**Required work**
Write out every entry precisely as given, leaving the pictures out.

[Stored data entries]
■ ■ ■ ■ ■ ■ ■

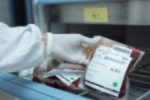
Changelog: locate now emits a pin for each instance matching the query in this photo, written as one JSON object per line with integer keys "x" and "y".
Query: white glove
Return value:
{"x": 69, "y": 47}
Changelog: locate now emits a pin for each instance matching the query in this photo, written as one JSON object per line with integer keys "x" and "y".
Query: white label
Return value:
{"x": 106, "y": 71}
{"x": 67, "y": 76}
{"x": 122, "y": 50}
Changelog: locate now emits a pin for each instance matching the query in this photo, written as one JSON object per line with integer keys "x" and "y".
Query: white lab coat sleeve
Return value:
{"x": 20, "y": 47}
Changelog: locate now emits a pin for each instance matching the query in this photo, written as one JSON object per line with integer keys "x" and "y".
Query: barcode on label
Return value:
{"x": 114, "y": 60}
{"x": 123, "y": 50}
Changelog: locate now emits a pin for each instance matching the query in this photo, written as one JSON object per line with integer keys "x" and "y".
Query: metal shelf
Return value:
{"x": 70, "y": 1}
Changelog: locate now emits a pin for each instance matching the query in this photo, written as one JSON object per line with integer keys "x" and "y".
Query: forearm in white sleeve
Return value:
{"x": 20, "y": 47}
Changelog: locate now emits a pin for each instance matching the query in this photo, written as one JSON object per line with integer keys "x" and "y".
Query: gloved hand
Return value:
{"x": 69, "y": 47}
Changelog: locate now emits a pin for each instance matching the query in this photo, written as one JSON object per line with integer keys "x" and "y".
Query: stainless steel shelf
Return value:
{"x": 70, "y": 1}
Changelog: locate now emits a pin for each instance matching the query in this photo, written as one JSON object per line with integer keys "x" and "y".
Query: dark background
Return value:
{"x": 138, "y": 36}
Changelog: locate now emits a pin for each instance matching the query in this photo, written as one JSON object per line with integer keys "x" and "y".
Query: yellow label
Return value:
{"x": 96, "y": 14}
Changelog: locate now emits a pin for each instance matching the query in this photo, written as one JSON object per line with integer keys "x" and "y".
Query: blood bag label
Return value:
{"x": 106, "y": 70}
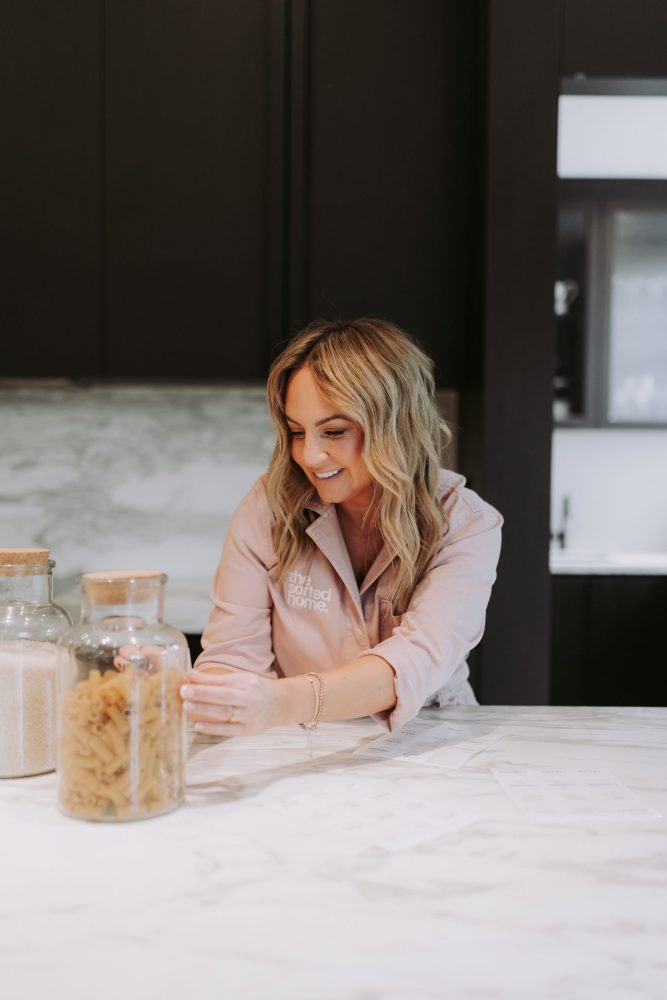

■ ■ ■ ■ ■ ■ ■

**Solution for this problem**
Changelog: locate now emits a pin for each instance matching the query in this photo, written as one JSON object per line with integer keys "x" and "y".
Query: white glove
Return value:
{"x": 69, "y": 47}
Changelog: locate now emits a pin for each instance matching the query in this photo, written as one JSON object per line with integer keys "x" and "y".
Query: white label
Return value:
{"x": 106, "y": 71}
{"x": 67, "y": 76}
{"x": 122, "y": 50}
Changelog: locate now emits a pin for each instance matching the query in this photo, written as one JSON object per line with integer keys "x" and "y".
Query: white lab coat sleeve
Return value:
{"x": 20, "y": 47}
Changelog: locate now emits a pin for each instance matching the query in this photo, written as one JSON object per line with integer keys "x" and "y".
Query: barcode on label
Return value:
{"x": 114, "y": 60}
{"x": 123, "y": 50}
Changelog: locate now emits a pin for each instance matching the query in this photo, written as one JSON object per line with integer keys "x" and "y".
Query: metal shelf
Return value:
{"x": 70, "y": 1}
Changelog: locate now emits a pin for each instance matching the query in this photo, written as one JSON object per line with integer keys "x" and "y".
Query: forearm in white sleeve
Return value:
{"x": 20, "y": 47}
Changelog: locate now emits a pin for each instance matching the query in this photo, written as one JSON object per line with integer keys "x" and "y".
Query: gloved hand
Return value:
{"x": 69, "y": 47}
Changelog: locate now emits a pin for each instance matching the query in this photo, written as one JSON object per line with integer keys "x" and "y".
Query: stainless steel shelf
Return value:
{"x": 70, "y": 1}
Changelog: locate now emits a pin for each instance matching the query in this photo, written as one JSON object per line with integer keys "x" and "y".
Query: dark background
Return value:
{"x": 138, "y": 36}
Changelog: locate now emits a pin for each instance matching the query in this photo, written as one JSON object per line with integer keys "x" and "y".
Query: yellow label
Return value:
{"x": 96, "y": 14}
Changelog: locate now emits a pin for each instance matching the query in this photo, written as one JSON object per line with integer keys "x" and "y".
Query: blood bag label
Return value:
{"x": 106, "y": 70}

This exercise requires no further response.